• [TEXT FOR ANALYSIS]:
_ _ _ _ _
When the guard arrived, William was entering reports on the computer as Danny innocently looked on. The guard demanded to know why the phone line had been busy for so long. William was ready for him and reeled off a story about needing to make a call to get information for the report he was working on.
We couldn’t have gotten an outside line from back there, and he knew it, but this guy was just super-paranoid. He thought that somehow we had helped George call his fiancée.
Whether he believed William’s story or not, without proof the guard couldn’t do anything. George later married the nurse; as far as William knows, he’s still in prison and still happily married.

Growing Up

How does a youngster like William — a kid from a stable home with caring, supportive parents — land in prison? “My growing up was excellent, man. I was a C student but very smart. Never played football and all that stuff, but never got into any trouble until I went off to college.”
Being raised Southern Baptist was not a positive experience for William. Today, he feels that mainstream religion can harm a young person’s self-esteem. “You know, teaching that you’re worthless from the get-go.” He attributes his poor choices in part to the fact that he had become convinced he couldn’t be successful. “You know, I had to gain my self-respect and self-esteem from somewhere and I gained it from people fearing me.”
A student of philosophy, William understood what Friedrich Nietzsche meant by a “metamorphosis of the spirit”:
I don’t know if you’ve ever read any Nietzsche, but he spoke of the camel, the lion, and the child. And I was really a camel — I did what I thought would make people happy to gain self-worth from people liking me, rather than me liking myself and carrying myself on my own merit.
Despite this, William made it through high school with an unblemished record. His troubles started after he enrolled in a junior college in the Houston area, then transferred to a school in Louisiana to study aviation. The instinct to please others turned into a need for respect.
I saw that I could make money selling Ecstasy and stuff. People feared me ’cause I was always armed and would always fight, and you know, just live life like an idiot. And then got myself in a situation of a drug deal gone bad.
_ _ _ _ _
• [RECORDED DATA]:

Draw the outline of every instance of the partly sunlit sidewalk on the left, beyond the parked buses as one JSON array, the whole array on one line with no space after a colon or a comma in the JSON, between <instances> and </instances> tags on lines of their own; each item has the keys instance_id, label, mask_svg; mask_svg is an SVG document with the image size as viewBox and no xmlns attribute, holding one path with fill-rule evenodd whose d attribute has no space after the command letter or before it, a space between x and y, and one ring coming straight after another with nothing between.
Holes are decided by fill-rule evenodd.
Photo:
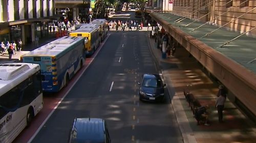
_ _ _ _ _
Answer these questions from the text about William, one answer per line:
1. What explanation did William give the guard for the phone line being busy?
2. In what religion was William raised?
3. What did William transfer to a school in Louisiana to study?

1. He said he needed to make a call to get information for the report he was working on.
2. Southern Baptist.
3. Aviation.